◆ Extrait du document:
============

Méditation pour 1er Dimanche de l’Avent B – 3
décembre 2017
L’évangile de ce 1er dimanche de l’Avent nous
invite à la veille, à la vigilance…
Nous sommes appelés, dans cette marche vers Noël qui s’ouvre
devant nos pas, à sortir vigoureusement de notre torpeur.
Tant de préoccupations, de soucis, de prétendues priorités, de
« divertissements » (au sens ou Pascal utilisait ce mot, pour évoquer
notre fuite devant les questions essentielles), contribuent - dans nos
existences qui courent si souvent à la surface d’elles-mêmes - à cet endormissement de l’âme qui nous guette.
« Il y a en nous
quelqu’un d’à moitié étouffé qui a absolument besoin de se mettre à
l’aise » disait magnifiquement Paul Claudel.
Si nous voulons accueillir l’hôte intérieur, l’enfant de la
sainte promesse, il nous faut nous réveiller pour mener en nous cet ardent
travail spirituel de désencombrement ; faire « place nette »
afin que le Christ, quand il viendra, ne trouve pas punaisé sur la porte de l’auberge
de notre cœur un vilain écriteau indiquant : « complet » !
Car c’est un peu notre rêve : être « complet »,
sans manque ni béance, sans désir non satisfait qui nous taraude, être
« autosuffisant », trouver par nous-même et en nous-mêmes nos propres
raisons de vivre, ne compter que sur nous-même, prétendre tenir debout seul
dans l’existence quelques soient les événements et les avis de tempêtes. « Besoin
de personne ! » « Ni Dieu, ni maître ! »

============

◆ Les exercices:
1. Renvoyez chaque ligne qui contient le mot « leaf », en tenant compte de la casse.
2. Reprenez la méditation sur l'Avent et poursuivez-la après sa dernière phrase.
La méditation sur l'Avent n'a aucun lien avec les lignes qui viennent ensuite.

◆ Données fournies:
============

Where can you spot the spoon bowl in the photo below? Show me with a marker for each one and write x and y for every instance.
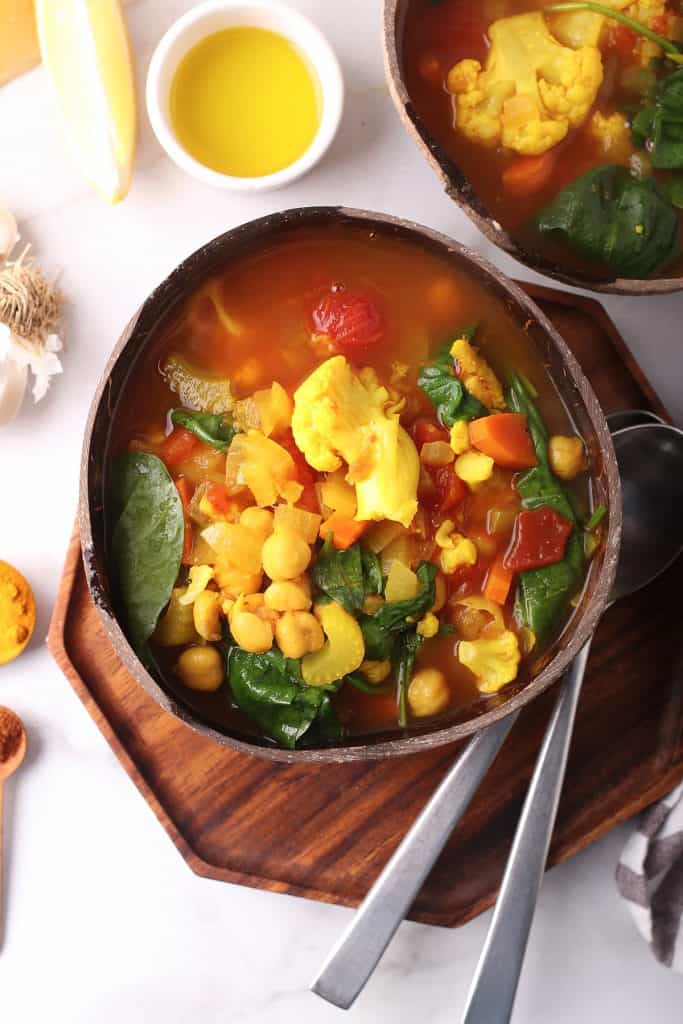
(650, 463)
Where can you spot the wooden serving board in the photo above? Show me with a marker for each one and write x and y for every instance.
(325, 832)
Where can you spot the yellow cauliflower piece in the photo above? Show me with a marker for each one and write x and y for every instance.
(613, 136)
(456, 549)
(341, 417)
(494, 660)
(476, 375)
(531, 90)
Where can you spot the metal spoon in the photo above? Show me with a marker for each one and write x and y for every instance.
(650, 462)
(359, 948)
(12, 750)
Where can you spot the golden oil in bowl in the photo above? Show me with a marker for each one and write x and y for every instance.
(245, 102)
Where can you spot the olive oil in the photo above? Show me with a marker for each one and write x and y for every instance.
(244, 101)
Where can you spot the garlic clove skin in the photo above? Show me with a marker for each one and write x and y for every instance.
(9, 235)
(12, 385)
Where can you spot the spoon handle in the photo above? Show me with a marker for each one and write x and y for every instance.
(356, 953)
(495, 985)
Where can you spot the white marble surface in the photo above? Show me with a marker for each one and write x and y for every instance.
(104, 921)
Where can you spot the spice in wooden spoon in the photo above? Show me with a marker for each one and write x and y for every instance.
(12, 750)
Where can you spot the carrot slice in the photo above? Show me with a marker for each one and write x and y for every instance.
(505, 437)
(499, 582)
(344, 531)
(528, 174)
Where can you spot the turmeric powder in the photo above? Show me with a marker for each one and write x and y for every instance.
(17, 612)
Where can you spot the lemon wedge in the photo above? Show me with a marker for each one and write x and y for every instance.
(85, 48)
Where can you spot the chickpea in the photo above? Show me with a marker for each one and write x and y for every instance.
(299, 633)
(376, 672)
(566, 456)
(286, 554)
(439, 593)
(259, 521)
(287, 596)
(251, 632)
(206, 612)
(201, 669)
(428, 692)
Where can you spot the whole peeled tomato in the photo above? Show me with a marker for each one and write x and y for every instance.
(350, 320)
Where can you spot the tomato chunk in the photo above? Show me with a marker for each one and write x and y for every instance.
(179, 444)
(451, 489)
(425, 431)
(350, 320)
(540, 539)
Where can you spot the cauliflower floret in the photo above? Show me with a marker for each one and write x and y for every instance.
(532, 88)
(456, 549)
(494, 659)
(476, 375)
(613, 136)
(340, 417)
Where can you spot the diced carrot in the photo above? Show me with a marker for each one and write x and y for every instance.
(528, 174)
(184, 488)
(219, 497)
(499, 582)
(179, 444)
(344, 531)
(505, 437)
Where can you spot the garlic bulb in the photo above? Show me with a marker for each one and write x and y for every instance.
(12, 385)
(9, 235)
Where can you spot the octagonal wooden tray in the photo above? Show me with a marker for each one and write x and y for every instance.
(325, 832)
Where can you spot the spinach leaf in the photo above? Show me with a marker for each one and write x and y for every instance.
(658, 128)
(373, 581)
(147, 530)
(407, 649)
(347, 577)
(270, 690)
(392, 615)
(609, 216)
(543, 595)
(445, 391)
(379, 642)
(339, 574)
(215, 430)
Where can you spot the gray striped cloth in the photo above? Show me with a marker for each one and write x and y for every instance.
(649, 877)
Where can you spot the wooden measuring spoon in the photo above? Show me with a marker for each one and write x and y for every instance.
(12, 750)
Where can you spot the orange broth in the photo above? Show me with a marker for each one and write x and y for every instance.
(440, 33)
(424, 299)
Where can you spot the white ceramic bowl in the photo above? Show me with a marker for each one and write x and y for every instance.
(212, 16)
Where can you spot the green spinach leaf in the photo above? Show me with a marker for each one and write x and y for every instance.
(407, 648)
(543, 595)
(393, 614)
(215, 430)
(445, 391)
(347, 577)
(147, 530)
(378, 640)
(609, 216)
(658, 128)
(270, 690)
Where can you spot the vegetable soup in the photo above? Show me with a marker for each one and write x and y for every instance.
(579, 111)
(345, 497)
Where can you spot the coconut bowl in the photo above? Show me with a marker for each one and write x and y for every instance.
(463, 190)
(569, 380)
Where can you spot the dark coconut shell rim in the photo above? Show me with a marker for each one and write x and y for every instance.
(564, 370)
(461, 190)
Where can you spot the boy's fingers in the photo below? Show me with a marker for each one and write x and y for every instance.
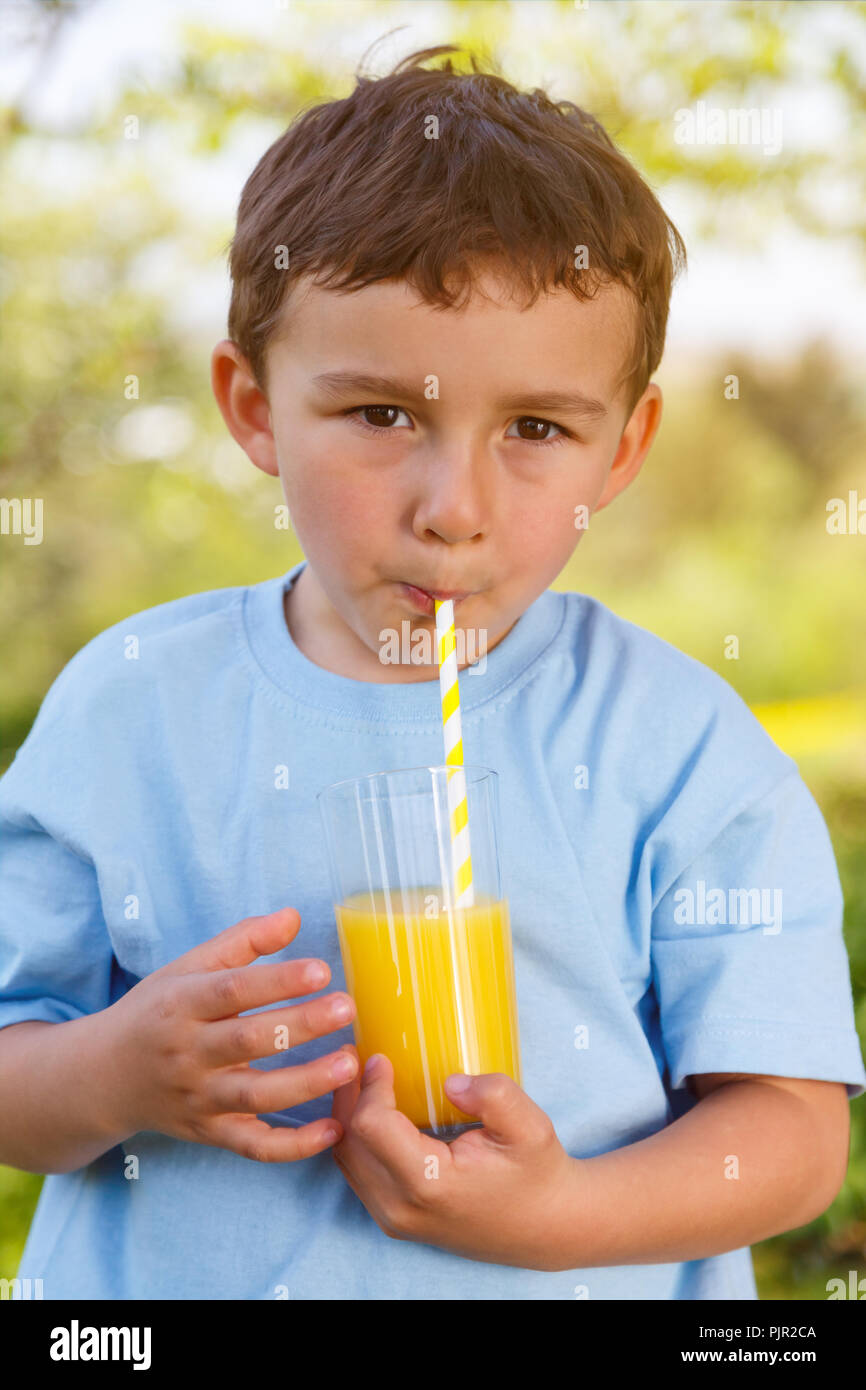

============

◆ Liste des réponses:
1.
Where can you spot the spinach leaf in the photo above? Show me with a marker for each one and write x and y for every instance.
Where can you spot the green spinach leaf in the photo above? Show me with a marker for each one and write x and y for every instance.

2.
Rêve ô combien chimérique !
Entrer en Avent, c’est d’abord nous rappeler que nous n’y
arriverons pas seuls, que nos vies ont besoin d’être relevées, guidées,
épaulées, sauvées par un Autre.
Entrer en Avent, c’est faire aveu de faiblesse et de
fragilité, reconnaître notre cécité, et, comme Jacob dans son combat avec
l’Ange, l’inévitable claudication de nos vies.
Car, à quoi bon entrer en Avent si ce n’est pas pour
attendre un Sauveur ?
Celui qui, comme le dit la nouvelle formulation du Notre
Père, ne nous laissera pas « entrer en tentation ».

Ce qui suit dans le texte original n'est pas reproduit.